**Exercices**
1 - Recopiez le passage du texte fourni qui va de « D'après la Loi, les » jusqu'à « à la ville. », en remplaçant « domaine rural » par « verger ».
2 - D'après le texte fourni, dans quel lieu Jésus entra-t-il sur le versant oriental de la vallée du Cédron ?

D'après la Loi, les pèlerins devaient passer la nuit à Jérusalem. Ils ne retournèrent donc pas à Béthanie. Sur le versant oriental de la vallée du Cédron, faisant officiellement partie du district de la ville, Jésus entra dans un domaine rural avec des oliviers, où se trouvait un ancien pressoir à huile. Il y avait déjà souvent passé la nuit de la Pâque lorsqu'il était monté à Jérusalem les années précédentes, avec d'autres pèlerins de Galilée. C'est donc dans ce jardin d'oliviers qu'il fit se reposer les siens, tout en remarquant que Judas était absent. Le disciple, auquel il avait fait comprendre durant le repas, par son geste, qu'il l'avait percé à jour, était resté un peu en arrière dans l'obscurité, s'était assuré que les autres entraient dans le domaine rural et était retourné en hâte à la ville.
Jésus emmena avec lui les trois disciples qui l'avaient accompagné sur la montagne de l'autre côté du Jourdain. Il s'éloigna d'eux à distance d'un jet de pierre environ et leur demanda de veiller avec lui dans la prière. Aussitôt après, il se mit à trembler de tout son corps. La grande confiance, avec laquelle il avait jusqu'alors suivi son chemin, malgré le danger imminent, et la joie enivrante que son Abba lui avait constamment donnée, disparurent d'un coup. En son âme, quelque chose se brisa, et un abîme d'affliction et de désarroi s'ouvrit en lui 17. Il tomba dans un puits profond et des vagues de peur le submergèrent 18, tandis que le Père cachait sa face aimante 19. Ses membres se disloquèrent, et son cœur fondit comme la cire 20. Titubant 21, il s'éloigna un peu de ses disciples, se jeta à terre et commença à appeler en gémissant : « Abba, Père, tout t'est possible. Éloigne de moi cette coupe ! » Puis, à force de volonté, il ajouta : « Mais que ta volonté se fasse et non la mienne ! » Il demeura ainsi longtemps à lutter intérieurement, puis céda au désir irrésistible de rejoindre ses disciples pour trouver un peu de réconfort auprès d'eux. Mais, dans l'intervalle, bien qu'ayant remarqué son tremblement et entendu ses appels, les trois s’étaient endormis, rompus de tristesse et de fatigue. Il les réveilla et, dans sa détresse, se plaignit : « Ne pouviez-vous pas veiller une heure avec moi ? La tentation de fuir dans la nuit est grande, et l'aspiration de l'abîme est forte. Veillez et priez pour ne pas vous jeter dans le puits de la désespérance ! » Dès qu'il se fut à nouveau éloigné un peu d'eux, il tomba à nouveau à terre, inondé de sueur, et lutta avec la nuit qui l'envahissait. De toutes les forces de sa volonté, il resta fidèle au Père. En son corps et en son âme se déchaînaient des forces contraires 22, et il ne réussissait pas à dompter la tempête de la révolte. Revenu au bout d'un long moment auprès de ses disciples, il ne trouva pas d'aide, une fois de plus, car leurs yeux étaient consumés de larmes 23. Il se retrouva donc de nouveau en proie à une lutte solitaire. Quand le bouleversement commença à s'apaiser un peu en lui, il vit de nombreux flambeaux s'approcher rapidement dans la nuit. Alors il réveilla ses disciples en leur disant : « Levez-vous, car l'Heure est venue où commence le Jugement du péché ».

**Données enregistrées**
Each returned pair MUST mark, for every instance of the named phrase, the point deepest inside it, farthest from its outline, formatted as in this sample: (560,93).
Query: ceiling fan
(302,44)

**Corrigés détaillés**
1 -
D'après la Loi, les pèlerins devaient passer la nuit à Jérusalem. Ils ne retournèrent donc pas à Béthanie. Sur le versant oriental de la vallée du Cédron, faisant officiellement partie du district de la ville, Jésus entra dans un verger avec des oliviers, où se trouvait un ancien pressoir à huile. Il y avait déjà souvent passé la nuit de la Pâque lorsqu'il était monté à Jérusalem les années précédentes, avec d'autres pèlerins de Galilée. C'est donc dans ce jardin d'oliviers qu'il fit se reposer les siens, tout en remarquant que Judas était absent. Le disciple, auquel il avait fait comprendre durant le repas, par son geste, qu'il l'avait percé à jour, était resté un peu en arrière dans l'obscurité, s'était assuré que les autres entraient dans le verger et était retourné en hâte à la ville.

2 - Dans un domaine rural avec des oliviers, où se trouvait un ancien pressoir à huile.